** START OF PROVIDED INFORMATION **

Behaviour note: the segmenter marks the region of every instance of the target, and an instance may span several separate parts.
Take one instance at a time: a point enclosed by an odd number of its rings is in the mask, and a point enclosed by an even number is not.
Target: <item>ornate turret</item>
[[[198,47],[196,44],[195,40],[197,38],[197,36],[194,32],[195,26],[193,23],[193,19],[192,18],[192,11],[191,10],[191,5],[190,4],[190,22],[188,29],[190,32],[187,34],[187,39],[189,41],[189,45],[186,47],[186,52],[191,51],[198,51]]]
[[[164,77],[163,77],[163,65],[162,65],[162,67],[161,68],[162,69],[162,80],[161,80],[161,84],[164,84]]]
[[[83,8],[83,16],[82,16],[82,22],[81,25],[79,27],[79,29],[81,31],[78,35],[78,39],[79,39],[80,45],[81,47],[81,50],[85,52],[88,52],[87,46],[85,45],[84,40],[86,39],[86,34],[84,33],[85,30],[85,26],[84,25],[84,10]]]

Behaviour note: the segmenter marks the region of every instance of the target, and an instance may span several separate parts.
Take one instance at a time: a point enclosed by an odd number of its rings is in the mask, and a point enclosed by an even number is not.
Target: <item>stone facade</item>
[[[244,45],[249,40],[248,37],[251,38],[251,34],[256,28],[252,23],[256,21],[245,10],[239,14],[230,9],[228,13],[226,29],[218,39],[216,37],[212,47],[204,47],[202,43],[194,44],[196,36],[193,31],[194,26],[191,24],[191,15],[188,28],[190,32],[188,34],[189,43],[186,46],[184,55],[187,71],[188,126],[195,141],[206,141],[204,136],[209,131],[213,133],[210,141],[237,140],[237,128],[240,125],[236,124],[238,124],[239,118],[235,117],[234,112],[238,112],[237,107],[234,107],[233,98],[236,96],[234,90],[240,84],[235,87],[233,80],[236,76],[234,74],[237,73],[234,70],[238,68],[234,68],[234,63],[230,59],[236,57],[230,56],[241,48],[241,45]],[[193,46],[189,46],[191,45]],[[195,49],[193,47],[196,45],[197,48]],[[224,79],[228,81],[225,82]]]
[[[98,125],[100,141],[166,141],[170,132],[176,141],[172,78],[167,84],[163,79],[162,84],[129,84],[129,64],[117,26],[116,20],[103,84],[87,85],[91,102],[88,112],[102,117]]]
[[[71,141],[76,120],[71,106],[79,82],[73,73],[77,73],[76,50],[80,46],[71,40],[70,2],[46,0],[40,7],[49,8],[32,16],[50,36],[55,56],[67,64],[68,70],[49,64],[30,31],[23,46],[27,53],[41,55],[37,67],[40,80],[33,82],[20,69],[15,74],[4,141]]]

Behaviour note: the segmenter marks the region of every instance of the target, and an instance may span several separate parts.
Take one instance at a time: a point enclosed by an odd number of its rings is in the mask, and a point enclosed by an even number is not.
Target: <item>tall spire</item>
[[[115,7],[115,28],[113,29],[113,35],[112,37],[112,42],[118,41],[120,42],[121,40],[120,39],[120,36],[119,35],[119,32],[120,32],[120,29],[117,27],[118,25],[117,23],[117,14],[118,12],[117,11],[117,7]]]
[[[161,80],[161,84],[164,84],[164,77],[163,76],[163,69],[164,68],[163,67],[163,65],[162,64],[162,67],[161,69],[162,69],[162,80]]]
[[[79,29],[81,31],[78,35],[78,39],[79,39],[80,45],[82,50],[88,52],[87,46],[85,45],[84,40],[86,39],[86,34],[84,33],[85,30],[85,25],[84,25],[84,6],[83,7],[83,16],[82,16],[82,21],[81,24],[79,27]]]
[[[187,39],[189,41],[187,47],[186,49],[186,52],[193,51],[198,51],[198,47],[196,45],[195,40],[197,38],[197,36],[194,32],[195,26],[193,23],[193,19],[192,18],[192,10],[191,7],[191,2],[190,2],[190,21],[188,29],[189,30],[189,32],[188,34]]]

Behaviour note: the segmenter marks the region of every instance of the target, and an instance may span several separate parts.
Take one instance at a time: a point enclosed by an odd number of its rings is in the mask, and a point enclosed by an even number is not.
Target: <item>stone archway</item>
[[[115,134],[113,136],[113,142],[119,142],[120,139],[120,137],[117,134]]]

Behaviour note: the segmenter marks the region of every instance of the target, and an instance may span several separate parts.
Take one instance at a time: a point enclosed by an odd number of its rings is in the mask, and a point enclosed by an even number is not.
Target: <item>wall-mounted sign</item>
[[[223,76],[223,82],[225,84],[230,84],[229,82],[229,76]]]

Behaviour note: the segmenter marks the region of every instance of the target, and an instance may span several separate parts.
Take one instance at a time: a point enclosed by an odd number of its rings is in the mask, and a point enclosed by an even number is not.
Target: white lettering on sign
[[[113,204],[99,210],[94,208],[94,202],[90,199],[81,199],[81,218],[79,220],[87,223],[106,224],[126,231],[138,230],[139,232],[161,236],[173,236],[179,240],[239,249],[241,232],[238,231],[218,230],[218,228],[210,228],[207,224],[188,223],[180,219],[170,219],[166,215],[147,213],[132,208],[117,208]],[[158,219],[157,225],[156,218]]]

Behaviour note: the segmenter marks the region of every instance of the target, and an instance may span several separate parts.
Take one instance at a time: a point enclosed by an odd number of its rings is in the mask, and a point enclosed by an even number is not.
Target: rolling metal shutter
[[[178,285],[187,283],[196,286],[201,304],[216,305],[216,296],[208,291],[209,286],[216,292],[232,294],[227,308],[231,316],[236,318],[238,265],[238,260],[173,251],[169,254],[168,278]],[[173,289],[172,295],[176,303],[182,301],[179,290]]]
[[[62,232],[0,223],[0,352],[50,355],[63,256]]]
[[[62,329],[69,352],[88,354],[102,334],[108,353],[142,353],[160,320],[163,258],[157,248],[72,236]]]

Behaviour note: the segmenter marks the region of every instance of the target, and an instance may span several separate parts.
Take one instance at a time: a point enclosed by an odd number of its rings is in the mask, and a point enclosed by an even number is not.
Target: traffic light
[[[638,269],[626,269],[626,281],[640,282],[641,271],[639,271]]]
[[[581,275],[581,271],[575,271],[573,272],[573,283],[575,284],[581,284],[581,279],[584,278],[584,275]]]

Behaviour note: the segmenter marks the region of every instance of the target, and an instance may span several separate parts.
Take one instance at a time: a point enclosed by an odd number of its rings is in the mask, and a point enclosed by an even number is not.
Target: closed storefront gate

** END OF PROVIDED INFORMATION **

- YOUR TASK: Transcribe every entry exactly, omitting nothing.

- FINAL RESULT:
Behaviour note: the segmenter marks the region of every instance of the target, and an instance may span several separate parts.
Take one instance at a time: a point enclosed by an odd number of its rings is in the mask, and a point enclosed by an even number is not.
Target: <item>ornate turret</item>
[[[198,47],[196,44],[195,40],[197,38],[197,36],[194,32],[195,26],[193,23],[193,19],[192,18],[192,11],[191,10],[191,5],[190,4],[190,22],[188,29],[190,32],[187,34],[187,39],[189,41],[189,45],[186,47],[186,52],[191,51],[198,51]]]
[[[164,77],[163,77],[163,65],[162,65],[162,67],[161,68],[162,69],[162,80],[161,80],[161,84],[164,84]]]
[[[83,8],[83,16],[82,16],[82,22],[81,25],[79,27],[79,29],[81,31],[78,35],[78,39],[79,39],[80,45],[81,47],[81,50],[85,52],[88,52],[87,46],[85,45],[84,40],[86,39],[86,34],[84,33],[85,30],[85,26],[84,25],[84,10]]]

Behaviour note: the segmenter marks the region of every instance of the target, and an instance may span several separate parts.
Take one instance at a time: a point enclosed by an odd number of its rings is in the mask, and a point enclosed by an even number is not.
Target: <item>stone facade</item>
[[[244,45],[249,40],[248,37],[251,38],[251,34],[256,28],[252,23],[256,21],[245,10],[239,14],[230,9],[228,13],[226,29],[218,39],[216,37],[212,47],[204,47],[202,43],[194,44],[196,36],[193,31],[194,26],[191,24],[191,15],[188,28],[190,32],[188,34],[189,43],[186,46],[184,55],[187,71],[188,126],[195,141],[206,141],[204,136],[209,131],[213,133],[210,141],[237,140],[237,128],[240,125],[236,124],[238,124],[239,118],[235,117],[234,112],[238,112],[237,107],[234,107],[233,98],[236,96],[234,90],[240,84],[235,87],[233,80],[236,76],[234,74],[237,73],[234,70],[238,68],[234,68],[234,63],[230,59],[236,57],[230,56],[241,48],[241,45]],[[193,46],[189,46],[191,45]],[[195,49],[193,47],[196,45],[197,48]],[[224,79],[228,81],[225,82]]]
[[[98,125],[100,141],[166,141],[170,132],[176,141],[172,78],[167,84],[163,79],[162,84],[129,84],[129,64],[117,26],[116,20],[103,84],[87,85],[91,102],[88,112],[102,117]]]
[[[71,141],[76,120],[71,106],[79,82],[73,73],[77,73],[76,50],[80,46],[71,40],[70,2],[46,0],[40,7],[49,8],[32,16],[50,36],[55,56],[67,64],[68,70],[49,64],[30,31],[23,46],[27,53],[41,55],[37,67],[40,80],[33,82],[20,69],[15,74],[4,141]]]

Behaviour note: the segmenter marks the region of every instance of the target, and an instance may span several separate parts.
Take one instance at a time: a point enclosed by an odd number of its rings is in the mask, and a point enclosed by an even number is not.
Target: <item>tall spire</item>
[[[115,7],[115,28],[113,29],[113,35],[112,37],[112,42],[118,41],[120,42],[121,40],[120,39],[120,36],[119,35],[119,32],[120,32],[120,29],[117,27],[118,25],[117,23],[117,14],[118,12],[117,11],[117,7]]]
[[[161,80],[161,84],[164,84],[164,77],[163,76],[163,69],[164,68],[163,67],[163,65],[162,64],[162,67],[161,69],[162,69],[162,80]]]
[[[79,29],[81,31],[78,35],[78,39],[79,39],[80,45],[82,50],[88,52],[87,46],[85,45],[84,40],[86,39],[86,34],[84,33],[85,30],[85,25],[84,25],[84,6],[83,7],[83,16],[82,16],[82,21],[81,24],[79,27]]]
[[[187,39],[189,41],[187,47],[186,49],[186,52],[193,51],[198,51],[198,47],[196,45],[195,40],[197,38],[197,36],[194,32],[195,26],[193,23],[193,19],[192,18],[192,10],[191,7],[191,2],[190,2],[190,21],[188,29],[189,30],[189,32],[188,34]]]

Behaviour note: the segmenter marks the region of every instance of the target, and an instance may span several separate parts.
Take one instance at a time: a point enclosed by an odd number of its rings is in the mask, and a point enclosed by an even number is not.
Target: <item>stone archway</item>
[[[115,134],[113,136],[113,142],[119,142],[120,139],[120,137],[117,134]]]

Behaviour note: the segmenter marks the region of every instance of the target, and an instance may span several separate parts.
Take one instance at a time: a point enclosed by an odd number of its rings is in the mask, and a point enclosed by an even number is not.
Target: <item>wall-mounted sign</item>
[[[223,76],[223,82],[225,84],[230,84],[229,82],[229,76]]]

Behaviour note: the segmenter marks the region of every instance of the target, and an instance may span several separate parts.
Take one instance at a time: a point enclosed by an odd number of its rings is in the mask, and a point enclosed by an even number is not.
Target: white lettering on sign
[[[113,204],[99,210],[94,208],[94,202],[90,199],[81,199],[81,218],[79,220],[87,223],[106,224],[126,231],[138,230],[139,232],[161,236],[173,236],[179,240],[239,249],[241,232],[238,231],[218,230],[218,228],[210,228],[207,224],[188,223],[180,219],[170,219],[166,215],[147,213],[132,208],[117,208]],[[158,219],[157,225],[156,218]]]

Behaviour note: the segmenter marks the region of every instance of the target, and an instance may span several separate parts.
Take one instance at a time: a point enclosed by an odd number of its rings is in the mask, and a point enclosed by an even number is not.
Target: rolling metal shutter
[[[178,285],[187,283],[196,286],[201,304],[216,305],[216,296],[208,291],[209,286],[216,292],[232,294],[227,308],[231,316],[236,318],[238,265],[238,260],[173,251],[169,254],[168,278]],[[173,289],[172,295],[176,303],[182,301],[179,290]]]
[[[62,232],[0,223],[0,352],[50,355],[63,256]]]
[[[62,329],[69,352],[88,354],[102,334],[108,353],[142,353],[160,320],[163,258],[157,248],[72,236]]]

Behaviour note: the segmenter marks the region of every instance of the target, and an instance may span several separate parts.
Take one instance at a time: a point enclosed by an odd number of its rings is in the mask, and a point enclosed by an even number is not.
Target: traffic light
[[[638,269],[626,269],[626,281],[640,282],[641,271],[639,271]]]
[[[581,275],[581,271],[575,271],[573,272],[573,283],[575,284],[581,284],[581,279],[584,278],[584,275]]]

Behaviour note: the segmenter marks the region of every instance of the target, and an instance may span several separate parts.
Take one instance at a time: a point enclosed by an odd number of its rings is in the mask, and a point enclosed by an even number is not.
Target: closed storefront gate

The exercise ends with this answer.